Rewrite only the lines between the line holding "Target: player's face" and the line holding "153 59 L 149", inclusive, keeping the requests and their format sample unchanged. In the answers, multiply every number (the viewBox dimensions and the path coordinates) by 1.7 and round each to a whole number, halves up.

* * *

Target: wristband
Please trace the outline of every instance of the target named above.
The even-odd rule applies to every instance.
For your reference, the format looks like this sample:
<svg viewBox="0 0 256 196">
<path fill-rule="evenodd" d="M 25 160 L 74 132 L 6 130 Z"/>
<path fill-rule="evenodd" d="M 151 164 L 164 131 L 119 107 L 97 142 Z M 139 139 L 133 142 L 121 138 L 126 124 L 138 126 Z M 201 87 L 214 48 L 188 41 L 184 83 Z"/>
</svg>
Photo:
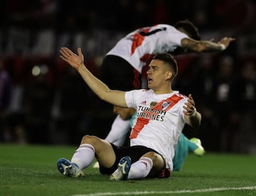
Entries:
<svg viewBox="0 0 256 196">
<path fill-rule="evenodd" d="M 220 44 L 219 45 L 220 45 L 220 50 L 221 50 L 221 51 L 223 51 L 223 50 L 225 49 L 225 45 L 223 45 L 223 44 Z"/>
</svg>

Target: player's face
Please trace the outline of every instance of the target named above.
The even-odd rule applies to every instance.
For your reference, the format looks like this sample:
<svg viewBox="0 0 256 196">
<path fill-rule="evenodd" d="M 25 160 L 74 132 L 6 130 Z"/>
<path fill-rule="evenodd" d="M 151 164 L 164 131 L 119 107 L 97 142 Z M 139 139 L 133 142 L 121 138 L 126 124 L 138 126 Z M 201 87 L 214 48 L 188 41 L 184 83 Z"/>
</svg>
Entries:
<svg viewBox="0 0 256 196">
<path fill-rule="evenodd" d="M 153 59 L 149 65 L 146 71 L 148 87 L 154 91 L 158 91 L 166 83 L 167 69 L 165 63 L 159 59 Z"/>
<path fill-rule="evenodd" d="M 119 115 L 120 117 L 124 120 L 130 119 L 135 113 L 135 109 L 134 108 L 124 108 L 115 105 L 114 105 L 113 110 L 114 113 Z"/>
</svg>

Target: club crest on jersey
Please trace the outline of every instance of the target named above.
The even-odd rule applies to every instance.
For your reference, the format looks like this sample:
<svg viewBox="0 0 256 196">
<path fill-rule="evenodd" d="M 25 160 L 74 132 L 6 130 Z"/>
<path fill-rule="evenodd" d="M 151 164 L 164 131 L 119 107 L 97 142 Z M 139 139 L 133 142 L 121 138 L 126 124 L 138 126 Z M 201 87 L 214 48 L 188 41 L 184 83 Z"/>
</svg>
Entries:
<svg viewBox="0 0 256 196">
<path fill-rule="evenodd" d="M 169 101 L 164 101 L 163 103 L 161 105 L 161 109 L 162 110 L 165 110 L 171 105 L 171 103 Z"/>
</svg>

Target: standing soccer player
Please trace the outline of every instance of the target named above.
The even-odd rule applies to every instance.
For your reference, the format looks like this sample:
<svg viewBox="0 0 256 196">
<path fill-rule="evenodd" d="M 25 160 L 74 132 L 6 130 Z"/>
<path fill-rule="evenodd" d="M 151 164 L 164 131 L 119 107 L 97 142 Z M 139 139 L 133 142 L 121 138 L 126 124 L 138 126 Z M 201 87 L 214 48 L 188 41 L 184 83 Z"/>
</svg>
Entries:
<svg viewBox="0 0 256 196">
<path fill-rule="evenodd" d="M 141 28 L 127 35 L 107 52 L 100 67 L 100 79 L 111 89 L 139 89 L 142 68 L 154 54 L 223 51 L 234 40 L 225 37 L 218 42 L 201 40 L 198 28 L 188 20 L 174 26 L 158 24 Z M 105 139 L 122 146 L 129 131 L 129 120 L 117 115 Z"/>
</svg>

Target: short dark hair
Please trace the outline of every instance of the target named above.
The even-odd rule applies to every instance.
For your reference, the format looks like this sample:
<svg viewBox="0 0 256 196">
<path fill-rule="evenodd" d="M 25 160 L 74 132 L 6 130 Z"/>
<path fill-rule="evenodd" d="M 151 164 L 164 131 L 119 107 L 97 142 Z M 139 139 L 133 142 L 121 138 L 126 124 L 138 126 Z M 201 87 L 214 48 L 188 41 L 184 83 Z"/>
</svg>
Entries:
<svg viewBox="0 0 256 196">
<path fill-rule="evenodd" d="M 154 56 L 153 59 L 159 59 L 170 65 L 171 71 L 173 72 L 172 79 L 178 74 L 178 66 L 176 59 L 174 56 L 169 53 L 156 54 Z"/>
<path fill-rule="evenodd" d="M 196 40 L 201 40 L 201 38 L 198 32 L 197 27 L 188 19 L 178 21 L 174 27 L 177 29 L 182 28 L 189 35 L 189 37 Z"/>
</svg>

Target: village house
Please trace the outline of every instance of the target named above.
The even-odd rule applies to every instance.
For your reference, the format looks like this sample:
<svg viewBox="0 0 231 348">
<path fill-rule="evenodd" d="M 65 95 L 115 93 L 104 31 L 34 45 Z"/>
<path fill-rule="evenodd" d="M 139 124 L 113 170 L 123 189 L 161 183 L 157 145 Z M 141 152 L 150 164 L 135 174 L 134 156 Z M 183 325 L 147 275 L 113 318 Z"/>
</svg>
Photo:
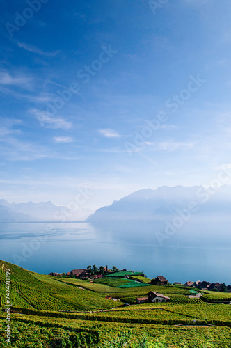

* * *

**EXPECTED OUTPUT**
Target: player's face
Please trace the outline of every instance of the target named above.
The even-odd rule applies to every instance.
For your reference, the format looks like this sample:
<svg viewBox="0 0 256 196">
<path fill-rule="evenodd" d="M 25 160 L 74 132 L 6 130 Z"/>
<path fill-rule="evenodd" d="M 151 164 L 164 131 L 119 107 L 97 142 Z M 139 139 L 133 142 L 121 138 L 126 124 L 138 126 Z M 201 87 L 214 48 L 188 41 L 184 83 Z"/>
</svg>
Entries:
<svg viewBox="0 0 435 333">
<path fill-rule="evenodd" d="M 260 100 L 253 111 L 248 121 L 252 148 L 262 155 L 269 155 L 282 141 L 284 117 L 281 107 L 270 100 Z"/>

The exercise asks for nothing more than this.